* _Task prompt_: Work out how many lines in the data below contain the string "chimney", and reply with that figure alone.

[Free-text object descriptions]

┌────────

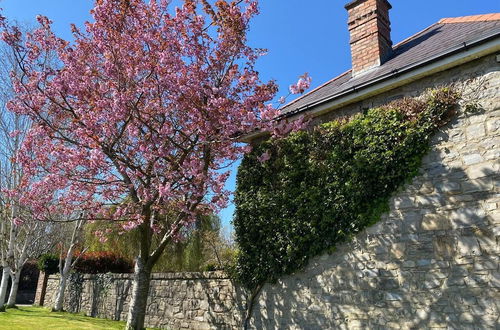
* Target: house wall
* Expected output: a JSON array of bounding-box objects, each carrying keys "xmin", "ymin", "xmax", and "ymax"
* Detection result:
[
  {"xmin": 249, "ymin": 53, "xmax": 500, "ymax": 329},
  {"xmin": 41, "ymin": 53, "xmax": 499, "ymax": 329}
]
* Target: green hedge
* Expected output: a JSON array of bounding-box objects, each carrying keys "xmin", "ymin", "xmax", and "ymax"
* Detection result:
[
  {"xmin": 234, "ymin": 88, "xmax": 459, "ymax": 290},
  {"xmin": 37, "ymin": 254, "xmax": 59, "ymax": 275}
]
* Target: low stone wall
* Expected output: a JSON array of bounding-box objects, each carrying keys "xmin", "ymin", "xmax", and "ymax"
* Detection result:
[{"xmin": 44, "ymin": 272, "xmax": 245, "ymax": 329}]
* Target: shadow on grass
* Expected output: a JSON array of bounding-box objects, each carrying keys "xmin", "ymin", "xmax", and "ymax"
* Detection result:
[{"xmin": 0, "ymin": 306, "xmax": 127, "ymax": 329}]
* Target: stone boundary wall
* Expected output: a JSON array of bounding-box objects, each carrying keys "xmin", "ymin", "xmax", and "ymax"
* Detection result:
[
  {"xmin": 40, "ymin": 54, "xmax": 499, "ymax": 329},
  {"xmin": 43, "ymin": 271, "xmax": 245, "ymax": 329}
]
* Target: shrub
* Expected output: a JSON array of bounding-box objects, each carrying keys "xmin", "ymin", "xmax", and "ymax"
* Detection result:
[
  {"xmin": 37, "ymin": 254, "xmax": 59, "ymax": 275},
  {"xmin": 203, "ymin": 263, "xmax": 219, "ymax": 272},
  {"xmin": 234, "ymin": 88, "xmax": 460, "ymax": 290},
  {"xmin": 73, "ymin": 251, "xmax": 134, "ymax": 274}
]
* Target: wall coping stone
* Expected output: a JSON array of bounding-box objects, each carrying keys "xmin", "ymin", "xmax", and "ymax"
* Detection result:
[{"xmin": 47, "ymin": 270, "xmax": 231, "ymax": 281}]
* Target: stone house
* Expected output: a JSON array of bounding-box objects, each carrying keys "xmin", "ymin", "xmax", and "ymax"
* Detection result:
[
  {"xmin": 38, "ymin": 1, "xmax": 499, "ymax": 329},
  {"xmin": 244, "ymin": 1, "xmax": 500, "ymax": 329}
]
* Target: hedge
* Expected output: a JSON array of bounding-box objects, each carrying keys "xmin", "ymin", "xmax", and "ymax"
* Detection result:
[{"xmin": 73, "ymin": 251, "xmax": 134, "ymax": 274}]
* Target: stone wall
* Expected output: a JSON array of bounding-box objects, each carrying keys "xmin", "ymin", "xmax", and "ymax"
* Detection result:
[
  {"xmin": 44, "ymin": 272, "xmax": 245, "ymax": 329},
  {"xmin": 41, "ymin": 54, "xmax": 499, "ymax": 329}
]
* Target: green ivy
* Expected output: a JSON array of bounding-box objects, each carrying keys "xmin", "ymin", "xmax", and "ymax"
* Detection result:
[{"xmin": 233, "ymin": 88, "xmax": 460, "ymax": 290}]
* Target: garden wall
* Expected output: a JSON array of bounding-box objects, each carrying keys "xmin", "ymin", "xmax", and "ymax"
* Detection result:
[
  {"xmin": 41, "ymin": 54, "xmax": 499, "ymax": 329},
  {"xmin": 43, "ymin": 272, "xmax": 245, "ymax": 329}
]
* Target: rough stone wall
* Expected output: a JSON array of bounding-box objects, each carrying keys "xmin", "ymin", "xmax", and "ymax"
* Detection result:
[
  {"xmin": 44, "ymin": 272, "xmax": 245, "ymax": 329},
  {"xmin": 249, "ymin": 54, "xmax": 500, "ymax": 329},
  {"xmin": 41, "ymin": 54, "xmax": 499, "ymax": 329}
]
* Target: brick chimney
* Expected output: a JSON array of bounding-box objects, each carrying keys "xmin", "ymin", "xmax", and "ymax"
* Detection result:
[{"xmin": 345, "ymin": 0, "xmax": 393, "ymax": 76}]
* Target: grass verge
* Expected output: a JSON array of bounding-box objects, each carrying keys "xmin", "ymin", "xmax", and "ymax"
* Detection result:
[{"xmin": 0, "ymin": 306, "xmax": 134, "ymax": 329}]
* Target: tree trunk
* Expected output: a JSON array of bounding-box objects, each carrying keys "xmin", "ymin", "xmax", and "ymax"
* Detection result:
[
  {"xmin": 6, "ymin": 271, "xmax": 20, "ymax": 307},
  {"xmin": 54, "ymin": 272, "xmax": 68, "ymax": 311},
  {"xmin": 1, "ymin": 220, "xmax": 16, "ymax": 307},
  {"xmin": 54, "ymin": 239, "xmax": 77, "ymax": 312},
  {"xmin": 0, "ymin": 267, "xmax": 10, "ymax": 306},
  {"xmin": 125, "ymin": 258, "xmax": 151, "ymax": 330}
]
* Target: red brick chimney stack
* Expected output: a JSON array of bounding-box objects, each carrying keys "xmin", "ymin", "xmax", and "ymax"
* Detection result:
[{"xmin": 345, "ymin": 0, "xmax": 393, "ymax": 76}]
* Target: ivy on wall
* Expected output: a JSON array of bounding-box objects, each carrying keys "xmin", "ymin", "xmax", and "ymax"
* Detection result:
[{"xmin": 233, "ymin": 88, "xmax": 460, "ymax": 290}]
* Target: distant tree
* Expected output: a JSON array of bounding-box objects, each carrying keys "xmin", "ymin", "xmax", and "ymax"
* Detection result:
[
  {"xmin": 85, "ymin": 214, "xmax": 232, "ymax": 273},
  {"xmin": 0, "ymin": 35, "xmax": 59, "ymax": 308},
  {"xmin": 53, "ymin": 217, "xmax": 87, "ymax": 312}
]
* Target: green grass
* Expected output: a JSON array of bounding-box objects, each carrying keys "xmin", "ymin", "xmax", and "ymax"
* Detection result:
[{"xmin": 0, "ymin": 306, "xmax": 130, "ymax": 329}]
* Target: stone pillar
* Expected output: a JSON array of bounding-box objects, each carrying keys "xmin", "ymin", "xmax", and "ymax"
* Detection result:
[{"xmin": 34, "ymin": 272, "xmax": 48, "ymax": 306}]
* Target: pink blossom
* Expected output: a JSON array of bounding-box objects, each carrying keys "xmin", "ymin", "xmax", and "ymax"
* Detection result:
[
  {"xmin": 9, "ymin": 130, "xmax": 21, "ymax": 138},
  {"xmin": 122, "ymin": 221, "xmax": 139, "ymax": 231},
  {"xmin": 289, "ymin": 73, "xmax": 312, "ymax": 94},
  {"xmin": 257, "ymin": 151, "xmax": 271, "ymax": 163},
  {"xmin": 12, "ymin": 217, "xmax": 23, "ymax": 226},
  {"xmin": 272, "ymin": 115, "xmax": 310, "ymax": 137}
]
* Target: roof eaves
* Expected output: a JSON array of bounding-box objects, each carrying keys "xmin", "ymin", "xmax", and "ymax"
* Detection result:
[{"xmin": 281, "ymin": 29, "xmax": 500, "ymax": 119}]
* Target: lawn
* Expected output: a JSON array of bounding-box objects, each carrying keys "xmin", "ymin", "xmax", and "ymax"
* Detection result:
[{"xmin": 0, "ymin": 306, "xmax": 132, "ymax": 329}]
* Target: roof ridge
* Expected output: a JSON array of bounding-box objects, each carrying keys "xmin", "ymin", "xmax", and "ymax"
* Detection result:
[
  {"xmin": 281, "ymin": 70, "xmax": 352, "ymax": 110},
  {"xmin": 392, "ymin": 23, "xmax": 440, "ymax": 49},
  {"xmin": 439, "ymin": 13, "xmax": 500, "ymax": 24},
  {"xmin": 278, "ymin": 12, "xmax": 500, "ymax": 118}
]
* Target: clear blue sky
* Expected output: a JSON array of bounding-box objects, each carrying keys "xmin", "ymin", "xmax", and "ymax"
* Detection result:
[{"xmin": 2, "ymin": 0, "xmax": 499, "ymax": 232}]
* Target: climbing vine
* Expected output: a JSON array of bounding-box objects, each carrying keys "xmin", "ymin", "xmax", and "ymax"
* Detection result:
[
  {"xmin": 90, "ymin": 273, "xmax": 114, "ymax": 317},
  {"xmin": 233, "ymin": 88, "xmax": 460, "ymax": 291},
  {"xmin": 67, "ymin": 273, "xmax": 84, "ymax": 313}
]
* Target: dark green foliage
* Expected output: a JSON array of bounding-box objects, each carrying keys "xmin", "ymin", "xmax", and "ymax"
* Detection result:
[
  {"xmin": 37, "ymin": 254, "xmax": 59, "ymax": 275},
  {"xmin": 73, "ymin": 251, "xmax": 134, "ymax": 274},
  {"xmin": 234, "ymin": 89, "xmax": 459, "ymax": 290}
]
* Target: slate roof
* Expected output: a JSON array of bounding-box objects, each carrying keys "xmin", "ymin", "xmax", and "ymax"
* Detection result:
[{"xmin": 280, "ymin": 14, "xmax": 500, "ymax": 118}]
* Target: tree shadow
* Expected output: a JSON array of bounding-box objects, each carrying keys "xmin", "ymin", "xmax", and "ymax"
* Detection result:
[
  {"xmin": 143, "ymin": 272, "xmax": 245, "ymax": 329},
  {"xmin": 113, "ymin": 275, "xmax": 131, "ymax": 321}
]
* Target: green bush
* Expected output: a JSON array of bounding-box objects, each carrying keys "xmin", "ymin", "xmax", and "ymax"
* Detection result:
[
  {"xmin": 234, "ymin": 88, "xmax": 459, "ymax": 290},
  {"xmin": 73, "ymin": 251, "xmax": 134, "ymax": 274},
  {"xmin": 37, "ymin": 254, "xmax": 59, "ymax": 275}
]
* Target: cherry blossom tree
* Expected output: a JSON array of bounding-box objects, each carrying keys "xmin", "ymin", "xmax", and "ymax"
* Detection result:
[{"xmin": 0, "ymin": 0, "xmax": 312, "ymax": 328}]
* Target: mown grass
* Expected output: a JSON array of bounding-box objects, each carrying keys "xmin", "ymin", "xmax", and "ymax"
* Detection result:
[{"xmin": 0, "ymin": 306, "xmax": 131, "ymax": 329}]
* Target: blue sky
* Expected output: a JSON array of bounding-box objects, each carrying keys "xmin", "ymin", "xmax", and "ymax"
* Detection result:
[{"xmin": 1, "ymin": 0, "xmax": 499, "ymax": 231}]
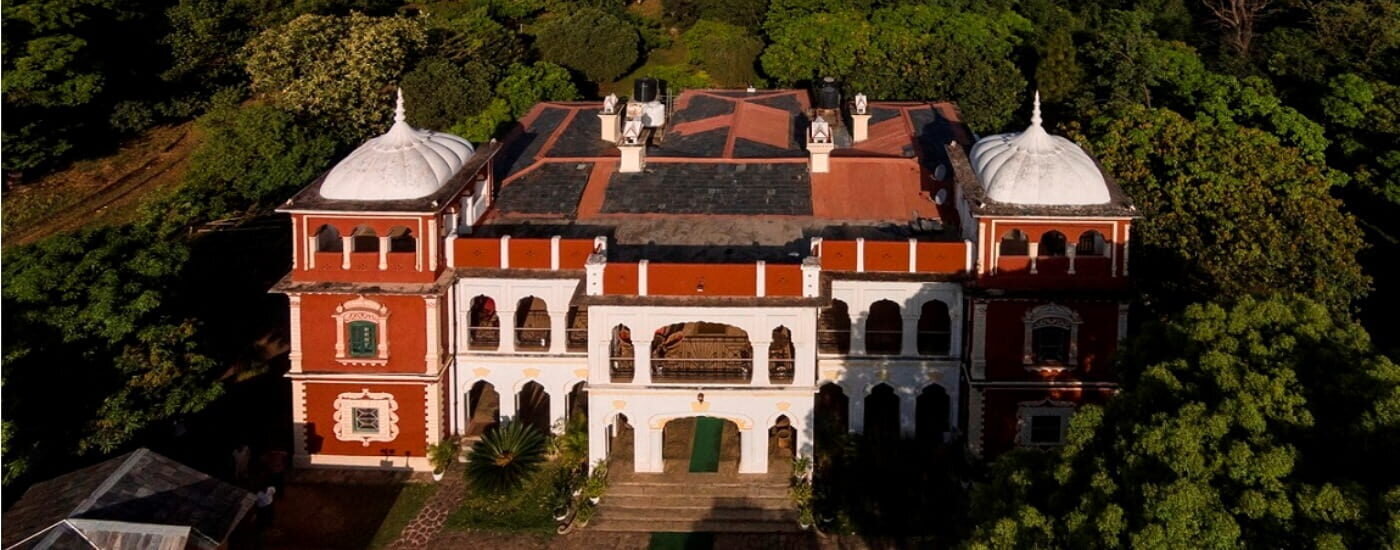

└────────

* _Problem solution_: 2